(Given request)
Could you carry over everything from the line containing "[144, 116], one" down to the end of the material, keeping every line but adding 96 to each number in the coordinate pairs given as answers?

Point-based annotation data
◇ ◇ ◇
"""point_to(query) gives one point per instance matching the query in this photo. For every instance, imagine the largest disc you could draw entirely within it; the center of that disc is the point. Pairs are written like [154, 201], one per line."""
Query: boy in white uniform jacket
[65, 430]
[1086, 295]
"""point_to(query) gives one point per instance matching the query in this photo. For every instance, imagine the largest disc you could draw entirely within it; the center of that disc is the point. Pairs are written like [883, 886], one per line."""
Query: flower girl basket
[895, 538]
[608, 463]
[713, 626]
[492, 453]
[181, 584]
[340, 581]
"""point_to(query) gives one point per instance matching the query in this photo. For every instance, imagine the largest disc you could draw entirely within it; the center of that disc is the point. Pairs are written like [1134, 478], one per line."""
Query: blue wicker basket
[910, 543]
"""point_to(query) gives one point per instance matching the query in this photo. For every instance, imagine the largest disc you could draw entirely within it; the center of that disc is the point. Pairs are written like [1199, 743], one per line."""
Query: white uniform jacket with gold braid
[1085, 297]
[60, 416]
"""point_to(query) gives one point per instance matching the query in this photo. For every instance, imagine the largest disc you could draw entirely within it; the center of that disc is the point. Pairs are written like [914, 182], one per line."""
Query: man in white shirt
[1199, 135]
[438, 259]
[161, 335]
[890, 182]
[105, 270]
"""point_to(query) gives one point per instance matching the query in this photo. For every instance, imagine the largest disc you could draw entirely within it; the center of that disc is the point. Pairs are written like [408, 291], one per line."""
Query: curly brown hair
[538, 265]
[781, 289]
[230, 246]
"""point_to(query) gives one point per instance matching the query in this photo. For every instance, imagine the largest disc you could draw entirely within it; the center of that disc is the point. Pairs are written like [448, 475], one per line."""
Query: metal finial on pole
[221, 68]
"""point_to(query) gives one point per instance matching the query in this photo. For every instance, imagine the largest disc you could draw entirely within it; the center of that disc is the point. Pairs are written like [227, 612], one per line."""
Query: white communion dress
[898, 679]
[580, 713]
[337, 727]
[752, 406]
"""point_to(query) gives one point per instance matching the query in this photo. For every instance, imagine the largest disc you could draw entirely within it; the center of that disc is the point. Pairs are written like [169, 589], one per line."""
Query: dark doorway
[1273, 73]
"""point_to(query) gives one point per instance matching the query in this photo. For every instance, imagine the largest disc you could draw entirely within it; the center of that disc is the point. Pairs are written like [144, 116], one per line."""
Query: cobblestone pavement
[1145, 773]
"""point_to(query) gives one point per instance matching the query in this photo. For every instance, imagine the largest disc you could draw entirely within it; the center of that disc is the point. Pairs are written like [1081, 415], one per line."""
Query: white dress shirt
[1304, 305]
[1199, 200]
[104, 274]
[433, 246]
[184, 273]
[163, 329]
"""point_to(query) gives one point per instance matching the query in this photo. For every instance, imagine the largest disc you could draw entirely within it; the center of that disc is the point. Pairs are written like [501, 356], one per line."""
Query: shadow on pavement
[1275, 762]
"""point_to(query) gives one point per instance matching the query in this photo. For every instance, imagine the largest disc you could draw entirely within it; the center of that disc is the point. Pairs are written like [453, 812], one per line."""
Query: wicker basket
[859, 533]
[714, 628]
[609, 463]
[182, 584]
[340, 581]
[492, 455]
◇ ◇ ◇
(Answer to the task)
"""point_to(query) gives one point per instance matching the query in this photo. For every instance, imagine the largest disc you could draw entirely within it; the center of that disc is the point. Pairs are written like [144, 116], one per line."""
Query: cobblestone pavement
[1241, 869]
"""point_to(query) gives one point per instance matching the query in this photo. For every instance, imagine the largest disc you could draw entirely within it; the center of that disc is the point. Pairs are written like [1081, 415], one per line."""
Query: white dress shirt
[1400, 401]
[1295, 296]
[200, 370]
[529, 342]
[280, 369]
[259, 425]
"""point_to(query) gives one point per instance matching the query in this photo. For every instance, imagine the largest disc you could draw entirely within it; the center of that disc is the point. Pairs are written like [501, 356], one per line."""
Query: shadow on pavement
[1371, 858]
"""point_to(query) gives one point per instance matching the query in this photo. For every instance, imagine the largest disc you could draw entirely within it; the center of that disc is the point. Pairs are written like [453, 812], one per line."""
Query: wicker basket
[955, 629]
[810, 724]
[705, 559]
[278, 680]
[436, 677]
[588, 551]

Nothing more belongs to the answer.